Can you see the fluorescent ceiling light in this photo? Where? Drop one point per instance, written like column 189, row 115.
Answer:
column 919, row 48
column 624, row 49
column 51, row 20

■ ■ ■ ■

Your response should be an exact copy of all the records.

Can you see the fluorescent ceiling light in this photo? Where? Drop one point per instance, written like column 189, row 115.
Answer:
column 919, row 48
column 624, row 49
column 51, row 20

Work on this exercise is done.